_Required tasks_:
A – In the newspaper roundup, which judge is Susan Maree Crennan replacing on the High Court?
B – Reproduce the newspaper roundup word for word between "yesterday when the" and "search people’s homes.", inclusive.
C – Continue the newspaper roundup from its final sentence.

*** Opening of Reading passage ***

Susan Maree Crennan has become only the second woman in history to be appointed to the High Court, announces The Oz, which gives a run-down of her legal career to date. A protege of John Howard ally Solicitor-General
David Bennett QC, Crennan, ” a black-letter lawyer,” is replacing retiring moderate judge Michael McHugh on
the High Court. And the paper also leads with the story of how Mick Gooda, former chief executive of ATSIC, has warned that sensitivities over the issue of the Stolen
Generation are putting abused indigenous children in danger, preventing authorities from removing them from their families.

On to The Sydney Morning Herald, where news of Barry Hall’s narrow escape gets a big run. After days of anguish and a 64-minute hearing, says the paper,
the
Swans’ champion forward was cleared by the tribunal to take his
place in the grand final against West Coast on Saturday. Then there’s
the story of Tim Steel, the doctor who once agreed neurosurgery was
“the most fun you
can have with your pants on.” He’s expected to appear in court on a
drug charge today after a nightclub raid in Surfers Paradise on Monday
– “a far cry from his hard-earned place at the
side of Sydney’s perpetual party people,” notes the SMH.


With “I’M OFF TO THE GRAND FINAL,” the Daily Tele reports how Barry
Hall’s “beaming 1000 watt smile said it all.” Put simply, says the
paper, “justice prevailed.” The paper also reports how motorists “won a
victory”
yesterday when the Howard Government caved in to pressure not
to increase taxes on petrol – an increase of 0.6c a litre would have
helped fund research into cleaner fuels. But this money will now come from the Budget, according to the government.

“Big, bad and back,” says The Age:
Hall to play in grand final. The paper also provides an extra reason
why the Sydney Swans would love to get a premiership flag this weekend
– they’ve lost all three that they’ve won in the past. Also getting a
big run, the story of how under new anti-terrorism laws proposed by Victorian premier Steve Bracks, police will be given unprecedented powers to stop and
search suspects, seize goods and “covertly” search people’s homes.

“Bazza’s back on the boil,” announces the Herald Sun, also noting how
Swans skipper Barry Hall “beamed broadly after the nearest miss he’ll
ever have.” Meanwhile, Delta Goodrem’s grand final dreams are finally set to come true.

*** Close of Reading passage ***
*** Opening of Information ***

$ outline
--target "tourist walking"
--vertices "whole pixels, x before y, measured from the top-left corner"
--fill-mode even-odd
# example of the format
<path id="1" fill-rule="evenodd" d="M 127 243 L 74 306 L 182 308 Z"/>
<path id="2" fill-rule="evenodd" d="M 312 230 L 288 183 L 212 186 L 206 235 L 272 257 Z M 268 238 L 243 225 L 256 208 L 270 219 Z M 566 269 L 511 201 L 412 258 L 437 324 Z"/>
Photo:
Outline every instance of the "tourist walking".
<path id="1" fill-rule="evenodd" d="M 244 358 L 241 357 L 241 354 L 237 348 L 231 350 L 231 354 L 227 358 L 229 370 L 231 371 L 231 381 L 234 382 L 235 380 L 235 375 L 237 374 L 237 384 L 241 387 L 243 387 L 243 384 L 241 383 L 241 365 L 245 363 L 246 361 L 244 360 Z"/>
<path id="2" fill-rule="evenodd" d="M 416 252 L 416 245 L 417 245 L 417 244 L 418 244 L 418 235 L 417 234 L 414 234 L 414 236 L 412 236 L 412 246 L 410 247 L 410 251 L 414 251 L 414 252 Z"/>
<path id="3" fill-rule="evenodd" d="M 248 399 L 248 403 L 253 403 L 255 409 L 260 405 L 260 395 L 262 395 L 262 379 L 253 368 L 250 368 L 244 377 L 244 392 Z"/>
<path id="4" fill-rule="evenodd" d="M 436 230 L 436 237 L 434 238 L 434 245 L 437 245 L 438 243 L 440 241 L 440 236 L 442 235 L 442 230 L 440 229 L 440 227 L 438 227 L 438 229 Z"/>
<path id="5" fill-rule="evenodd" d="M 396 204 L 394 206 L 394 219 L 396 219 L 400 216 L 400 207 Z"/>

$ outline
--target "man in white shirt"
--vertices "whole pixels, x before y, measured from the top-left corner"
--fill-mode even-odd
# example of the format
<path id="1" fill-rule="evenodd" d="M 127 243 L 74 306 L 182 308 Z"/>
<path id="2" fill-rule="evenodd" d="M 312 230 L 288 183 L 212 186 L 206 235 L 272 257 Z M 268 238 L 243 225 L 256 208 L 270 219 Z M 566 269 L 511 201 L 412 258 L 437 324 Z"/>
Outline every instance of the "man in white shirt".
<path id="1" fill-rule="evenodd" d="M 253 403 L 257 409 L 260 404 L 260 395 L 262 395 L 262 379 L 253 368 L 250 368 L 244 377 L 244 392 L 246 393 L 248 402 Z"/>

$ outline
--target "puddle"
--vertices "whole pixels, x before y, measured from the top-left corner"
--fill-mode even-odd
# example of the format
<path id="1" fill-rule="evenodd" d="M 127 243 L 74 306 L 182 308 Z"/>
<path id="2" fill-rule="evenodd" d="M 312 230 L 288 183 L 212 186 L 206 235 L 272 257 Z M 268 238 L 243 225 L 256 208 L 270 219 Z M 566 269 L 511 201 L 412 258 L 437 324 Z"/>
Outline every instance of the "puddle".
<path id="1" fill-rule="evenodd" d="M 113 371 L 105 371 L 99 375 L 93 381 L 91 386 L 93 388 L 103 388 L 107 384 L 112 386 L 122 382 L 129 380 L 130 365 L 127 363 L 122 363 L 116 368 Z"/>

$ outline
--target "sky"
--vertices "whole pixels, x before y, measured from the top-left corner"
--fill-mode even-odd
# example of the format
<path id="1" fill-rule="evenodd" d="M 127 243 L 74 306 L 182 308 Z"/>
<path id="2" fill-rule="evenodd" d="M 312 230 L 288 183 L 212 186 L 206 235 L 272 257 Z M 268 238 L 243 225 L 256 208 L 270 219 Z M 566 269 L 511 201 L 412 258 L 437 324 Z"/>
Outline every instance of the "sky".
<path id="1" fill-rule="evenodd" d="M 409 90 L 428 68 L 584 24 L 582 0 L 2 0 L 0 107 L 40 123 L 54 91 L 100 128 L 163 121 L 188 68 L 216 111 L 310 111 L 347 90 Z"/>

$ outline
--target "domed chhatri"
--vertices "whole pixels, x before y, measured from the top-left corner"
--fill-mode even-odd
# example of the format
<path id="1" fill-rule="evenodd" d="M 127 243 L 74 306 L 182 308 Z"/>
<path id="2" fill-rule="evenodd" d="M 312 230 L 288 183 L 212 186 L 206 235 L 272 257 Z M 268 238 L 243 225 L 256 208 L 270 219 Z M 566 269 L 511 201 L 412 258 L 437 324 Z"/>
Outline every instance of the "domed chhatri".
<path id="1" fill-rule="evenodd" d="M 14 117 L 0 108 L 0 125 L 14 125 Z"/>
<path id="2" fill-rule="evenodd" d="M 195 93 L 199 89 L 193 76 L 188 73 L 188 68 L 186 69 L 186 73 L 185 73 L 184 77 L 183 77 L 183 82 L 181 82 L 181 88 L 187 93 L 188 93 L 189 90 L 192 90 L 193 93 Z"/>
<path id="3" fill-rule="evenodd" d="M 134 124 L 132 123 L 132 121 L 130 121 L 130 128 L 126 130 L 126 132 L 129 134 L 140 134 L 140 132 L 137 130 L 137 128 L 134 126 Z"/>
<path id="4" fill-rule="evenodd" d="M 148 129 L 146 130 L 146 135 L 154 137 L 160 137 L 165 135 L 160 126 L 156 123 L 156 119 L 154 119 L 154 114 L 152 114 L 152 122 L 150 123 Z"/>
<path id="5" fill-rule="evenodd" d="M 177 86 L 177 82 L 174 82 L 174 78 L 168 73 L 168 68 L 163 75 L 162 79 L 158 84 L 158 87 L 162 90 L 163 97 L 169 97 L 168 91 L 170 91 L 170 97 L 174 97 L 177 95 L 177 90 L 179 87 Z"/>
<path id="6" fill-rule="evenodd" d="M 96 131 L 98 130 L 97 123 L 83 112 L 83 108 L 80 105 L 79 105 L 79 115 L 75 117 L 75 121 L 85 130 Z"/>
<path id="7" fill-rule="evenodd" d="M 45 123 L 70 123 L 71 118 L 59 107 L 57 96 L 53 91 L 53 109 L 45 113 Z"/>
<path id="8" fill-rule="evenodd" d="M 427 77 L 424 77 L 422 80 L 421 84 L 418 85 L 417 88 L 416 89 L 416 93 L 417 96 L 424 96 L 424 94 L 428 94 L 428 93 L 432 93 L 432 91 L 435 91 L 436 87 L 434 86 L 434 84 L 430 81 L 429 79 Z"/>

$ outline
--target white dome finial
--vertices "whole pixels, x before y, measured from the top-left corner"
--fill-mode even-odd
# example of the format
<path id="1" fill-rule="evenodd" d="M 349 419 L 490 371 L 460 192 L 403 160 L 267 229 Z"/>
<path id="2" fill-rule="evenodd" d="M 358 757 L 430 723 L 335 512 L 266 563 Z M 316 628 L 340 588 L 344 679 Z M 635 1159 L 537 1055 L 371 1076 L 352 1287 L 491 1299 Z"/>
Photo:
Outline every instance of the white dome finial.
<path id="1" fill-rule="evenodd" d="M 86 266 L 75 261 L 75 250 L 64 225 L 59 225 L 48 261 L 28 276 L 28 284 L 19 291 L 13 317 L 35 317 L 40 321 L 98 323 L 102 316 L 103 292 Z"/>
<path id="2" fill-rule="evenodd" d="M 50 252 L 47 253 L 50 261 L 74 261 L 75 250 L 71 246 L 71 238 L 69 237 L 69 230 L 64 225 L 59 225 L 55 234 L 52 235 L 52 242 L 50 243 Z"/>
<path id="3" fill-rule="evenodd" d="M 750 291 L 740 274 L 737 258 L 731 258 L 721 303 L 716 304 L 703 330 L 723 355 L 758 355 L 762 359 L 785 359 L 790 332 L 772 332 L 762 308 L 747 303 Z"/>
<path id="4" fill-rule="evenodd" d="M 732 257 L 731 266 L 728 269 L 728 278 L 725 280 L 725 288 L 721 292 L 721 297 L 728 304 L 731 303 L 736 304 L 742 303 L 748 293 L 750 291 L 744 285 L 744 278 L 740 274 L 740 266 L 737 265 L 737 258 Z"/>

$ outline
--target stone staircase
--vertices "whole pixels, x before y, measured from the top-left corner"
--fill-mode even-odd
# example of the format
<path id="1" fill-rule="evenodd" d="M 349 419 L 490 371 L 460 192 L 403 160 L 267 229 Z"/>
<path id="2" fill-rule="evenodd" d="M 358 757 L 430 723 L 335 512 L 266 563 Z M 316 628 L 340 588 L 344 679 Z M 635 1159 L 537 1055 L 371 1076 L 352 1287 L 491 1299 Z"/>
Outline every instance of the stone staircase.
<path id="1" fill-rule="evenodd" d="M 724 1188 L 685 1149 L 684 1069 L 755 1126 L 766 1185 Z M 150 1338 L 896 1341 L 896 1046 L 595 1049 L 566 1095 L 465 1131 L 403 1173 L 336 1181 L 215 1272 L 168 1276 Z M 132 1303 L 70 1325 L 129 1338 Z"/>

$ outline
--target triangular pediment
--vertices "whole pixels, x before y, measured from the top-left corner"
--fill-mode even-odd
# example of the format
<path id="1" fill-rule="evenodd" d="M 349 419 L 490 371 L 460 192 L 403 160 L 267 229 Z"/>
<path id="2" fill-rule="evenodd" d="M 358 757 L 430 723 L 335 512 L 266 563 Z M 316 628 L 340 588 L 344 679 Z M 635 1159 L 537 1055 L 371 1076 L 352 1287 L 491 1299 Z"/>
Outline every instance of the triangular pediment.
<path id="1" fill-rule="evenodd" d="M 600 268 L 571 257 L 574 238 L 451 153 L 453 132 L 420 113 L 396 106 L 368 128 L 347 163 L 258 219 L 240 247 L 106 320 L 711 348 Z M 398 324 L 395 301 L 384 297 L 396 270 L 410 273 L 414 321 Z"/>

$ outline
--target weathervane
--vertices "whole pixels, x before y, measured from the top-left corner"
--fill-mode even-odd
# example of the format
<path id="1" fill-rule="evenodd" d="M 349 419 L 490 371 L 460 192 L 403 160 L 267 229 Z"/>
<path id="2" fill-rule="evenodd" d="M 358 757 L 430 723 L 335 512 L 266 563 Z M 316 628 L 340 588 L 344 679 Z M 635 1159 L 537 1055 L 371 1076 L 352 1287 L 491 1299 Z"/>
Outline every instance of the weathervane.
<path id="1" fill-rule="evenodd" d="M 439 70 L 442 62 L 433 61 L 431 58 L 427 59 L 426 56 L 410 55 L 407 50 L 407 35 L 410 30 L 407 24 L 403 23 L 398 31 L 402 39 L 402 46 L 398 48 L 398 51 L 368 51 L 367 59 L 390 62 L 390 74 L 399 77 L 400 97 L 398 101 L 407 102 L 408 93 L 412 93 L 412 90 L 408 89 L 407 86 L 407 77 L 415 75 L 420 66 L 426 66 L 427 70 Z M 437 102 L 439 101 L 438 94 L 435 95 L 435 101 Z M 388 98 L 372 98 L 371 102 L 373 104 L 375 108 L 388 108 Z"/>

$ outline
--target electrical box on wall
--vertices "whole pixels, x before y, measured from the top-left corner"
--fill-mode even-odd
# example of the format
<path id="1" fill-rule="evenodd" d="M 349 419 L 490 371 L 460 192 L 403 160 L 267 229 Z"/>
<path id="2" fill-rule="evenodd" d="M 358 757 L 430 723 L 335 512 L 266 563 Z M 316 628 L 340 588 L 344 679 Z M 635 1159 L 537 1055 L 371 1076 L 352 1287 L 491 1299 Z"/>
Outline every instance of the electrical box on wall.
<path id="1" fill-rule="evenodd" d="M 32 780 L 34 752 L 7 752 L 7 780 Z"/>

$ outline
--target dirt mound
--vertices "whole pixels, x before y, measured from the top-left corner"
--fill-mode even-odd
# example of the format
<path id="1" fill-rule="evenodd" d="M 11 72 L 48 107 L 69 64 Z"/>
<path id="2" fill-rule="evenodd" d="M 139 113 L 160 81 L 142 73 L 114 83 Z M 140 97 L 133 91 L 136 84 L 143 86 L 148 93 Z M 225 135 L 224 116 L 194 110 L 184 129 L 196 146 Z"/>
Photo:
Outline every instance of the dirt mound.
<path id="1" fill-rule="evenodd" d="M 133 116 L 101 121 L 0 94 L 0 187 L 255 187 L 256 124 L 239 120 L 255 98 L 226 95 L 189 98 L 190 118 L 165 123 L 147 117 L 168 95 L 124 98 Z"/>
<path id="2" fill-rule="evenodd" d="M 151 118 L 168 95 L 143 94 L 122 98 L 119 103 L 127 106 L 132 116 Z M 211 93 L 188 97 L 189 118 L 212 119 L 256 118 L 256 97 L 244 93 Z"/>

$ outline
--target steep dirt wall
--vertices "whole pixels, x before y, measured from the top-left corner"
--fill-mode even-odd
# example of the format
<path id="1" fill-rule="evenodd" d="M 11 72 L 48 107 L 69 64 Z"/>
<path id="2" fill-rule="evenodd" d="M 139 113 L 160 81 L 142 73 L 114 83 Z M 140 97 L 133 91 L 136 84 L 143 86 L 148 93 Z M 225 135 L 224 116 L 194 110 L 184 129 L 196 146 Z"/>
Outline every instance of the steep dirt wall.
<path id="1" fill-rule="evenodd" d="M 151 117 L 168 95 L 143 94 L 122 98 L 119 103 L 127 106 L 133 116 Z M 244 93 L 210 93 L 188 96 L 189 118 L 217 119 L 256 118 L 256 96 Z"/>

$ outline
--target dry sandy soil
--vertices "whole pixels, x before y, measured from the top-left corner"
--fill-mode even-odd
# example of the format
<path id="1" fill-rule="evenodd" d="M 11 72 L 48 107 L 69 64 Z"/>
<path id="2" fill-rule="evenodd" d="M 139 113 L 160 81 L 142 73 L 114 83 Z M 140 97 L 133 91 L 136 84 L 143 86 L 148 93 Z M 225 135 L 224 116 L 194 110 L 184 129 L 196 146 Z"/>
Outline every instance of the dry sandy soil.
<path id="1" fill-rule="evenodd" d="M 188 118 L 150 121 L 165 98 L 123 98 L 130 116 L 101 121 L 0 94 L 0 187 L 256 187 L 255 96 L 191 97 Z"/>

*** Close of Information ***

_Answers for this exercise_:
A – She is replacing retiring moderate judge Michael McHugh.

B –
yesterday when the Howard Government caved in to pressure not
to increase taxes on petrol – an increase of 0.6c a litre would have
helped fund research into cleaner fuels. But this money will now come from the Budget, according to the government.

“Big, bad and back,” says The Age:
Hall to play in grand final. The paper also provides an extra reason
why the Sydney Swans would love to get a premiership flag this weekend
– they’ve lost all three that they’ve won in the past. Also getting a
big run, the story of how under new anti-terrorism laws proposed by Victorian premier Steve Bracks, police will be given unprecedented powers to stop and
search suspects, seize goods and “covertly” search people’s homes.

C –
After cancelling a scheduled performance to sing the National Anthem at
the 2003 Grand Final because she was undergoing treatment for Hodgkin’s
disease, Goodrem is now expected to make her long-delayed appearance
before the AFL Grand Final crowd on Saturday.

In the Gold
Coast hinterland, a long-running glow-worm rights war has turned physical, reports The Courier-Mail. Meanwhile,
despite denials from Premier Peter Beattie and his deputy Anna Bligh,
there’s more evidence of a political cover-up of
sensitive hospital safety data, says the paper.
While the federal government has “hastily scrapped plans” to increase
petrol excise from next year, Treasurer Peter Costello has left open
the way for a much bigger
slug on diesel excise, says The Canberra Times. In Adelaide, there’s a family feud over Coopers shares, reports The Advertiser, with Adelaide socialite Mary Phyliss Henderson, who’s also a member of the
beer-brewing Cooper family, likely to sell more than $30 million
worth of the brewer’s shares if she wins a family feud over her aunt’s
estate.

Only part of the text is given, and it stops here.